Exercise
The expected response is a copy of every line in the entries below that includes the word "gold".

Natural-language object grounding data
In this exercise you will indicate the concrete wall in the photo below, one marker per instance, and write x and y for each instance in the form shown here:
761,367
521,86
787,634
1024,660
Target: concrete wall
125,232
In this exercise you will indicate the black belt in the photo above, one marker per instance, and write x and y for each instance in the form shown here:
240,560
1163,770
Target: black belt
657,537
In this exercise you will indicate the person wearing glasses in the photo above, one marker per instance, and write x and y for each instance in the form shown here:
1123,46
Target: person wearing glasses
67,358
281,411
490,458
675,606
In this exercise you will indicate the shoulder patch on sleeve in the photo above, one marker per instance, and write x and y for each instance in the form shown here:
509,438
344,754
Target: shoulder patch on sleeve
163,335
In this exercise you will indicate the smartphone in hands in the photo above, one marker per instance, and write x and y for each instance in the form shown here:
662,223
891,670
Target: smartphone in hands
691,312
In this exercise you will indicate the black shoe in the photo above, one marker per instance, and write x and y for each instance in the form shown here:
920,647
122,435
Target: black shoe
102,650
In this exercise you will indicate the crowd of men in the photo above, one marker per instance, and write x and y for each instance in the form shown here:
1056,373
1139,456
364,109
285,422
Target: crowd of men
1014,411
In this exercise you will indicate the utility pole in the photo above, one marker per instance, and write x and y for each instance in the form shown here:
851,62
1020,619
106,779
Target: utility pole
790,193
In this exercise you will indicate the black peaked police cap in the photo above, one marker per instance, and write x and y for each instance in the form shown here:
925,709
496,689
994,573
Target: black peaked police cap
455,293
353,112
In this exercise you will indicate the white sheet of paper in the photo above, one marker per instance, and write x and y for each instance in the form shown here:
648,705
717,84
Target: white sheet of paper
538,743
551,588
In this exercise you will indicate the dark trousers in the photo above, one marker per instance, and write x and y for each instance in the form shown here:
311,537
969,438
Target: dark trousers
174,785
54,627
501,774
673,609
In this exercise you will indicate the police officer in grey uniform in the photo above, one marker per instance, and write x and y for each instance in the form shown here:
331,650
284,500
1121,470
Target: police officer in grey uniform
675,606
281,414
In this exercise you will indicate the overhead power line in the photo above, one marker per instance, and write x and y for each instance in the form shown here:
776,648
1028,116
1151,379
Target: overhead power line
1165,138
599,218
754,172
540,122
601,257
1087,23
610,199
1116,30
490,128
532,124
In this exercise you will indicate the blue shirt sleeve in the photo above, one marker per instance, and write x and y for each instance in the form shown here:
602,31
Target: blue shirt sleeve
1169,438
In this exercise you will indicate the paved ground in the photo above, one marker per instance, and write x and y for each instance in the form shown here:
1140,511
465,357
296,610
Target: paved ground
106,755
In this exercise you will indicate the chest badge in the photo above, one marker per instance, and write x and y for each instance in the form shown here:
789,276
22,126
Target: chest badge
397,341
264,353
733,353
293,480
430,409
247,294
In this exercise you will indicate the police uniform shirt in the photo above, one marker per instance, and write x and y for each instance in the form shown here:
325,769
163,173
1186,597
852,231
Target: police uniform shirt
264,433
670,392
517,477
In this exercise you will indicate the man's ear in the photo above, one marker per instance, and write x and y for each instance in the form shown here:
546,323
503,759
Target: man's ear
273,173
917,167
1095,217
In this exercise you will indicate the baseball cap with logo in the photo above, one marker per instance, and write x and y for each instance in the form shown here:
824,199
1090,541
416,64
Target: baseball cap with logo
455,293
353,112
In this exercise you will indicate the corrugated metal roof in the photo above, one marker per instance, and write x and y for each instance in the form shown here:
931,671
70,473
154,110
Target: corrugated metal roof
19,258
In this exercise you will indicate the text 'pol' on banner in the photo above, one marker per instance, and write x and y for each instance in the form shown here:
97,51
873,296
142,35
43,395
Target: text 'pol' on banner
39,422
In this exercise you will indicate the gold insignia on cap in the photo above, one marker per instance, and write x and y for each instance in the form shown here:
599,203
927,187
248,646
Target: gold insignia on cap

Exercise solution
In this exercise you will indicate the gold insignia on cap in the photo above, one marker per instance, and write x and y for each instance in the form shown here:
Target: gold insignia on cap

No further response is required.